YOUR INSTRUCTIONS ::
Decide whether each statement agrees with the leadership development blog post below. For each, answer yes or no and quote the deciding words from the post. 1. The event took place in London. 2. Funders are urged to put resources toward well-being support. 3. The workshop lasted a full day.

PAGE EXTRACT ::
----------
Leadership development for change: key themes from a MEX event

Migration Exchange
9 min readMay 22, 2023

During a recent event in London, we heard from a range of people working to drive change through leadership development in the UK refugee and migration field. In this blog we look at the key themes emerging from the thought-provoking interventions by our guest speakers.

  • Developing leadership is an integral part of building power and political participation in movements led by communities with lived experience of the migration system
  • Leadership programmes should address and work to eliminate structural barriers to accessing leadership opportunities
  • Funders must recognise the need for, and allocate resources to, well-being support
  • Decision-making power of people with lived experience of the migration system should be embedded in funding and organisational practice

We were blown away by the way people from across the refugee and migration sector, brought together for an afternoon workshop in London, are harnessing different approaches to leadership to build power in their organisations, communities and beyond.
----------
DATA SECTION ::

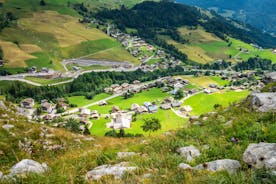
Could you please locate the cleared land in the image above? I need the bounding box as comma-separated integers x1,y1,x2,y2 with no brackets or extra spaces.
----------
WRITTEN RESPONSE ::
1. Yes: "During a recent event in London"
2. Yes: "Funders must recognise the need for, and allocate resources to, well-being support"
3. No: "brought together for an afternoon workshop in London"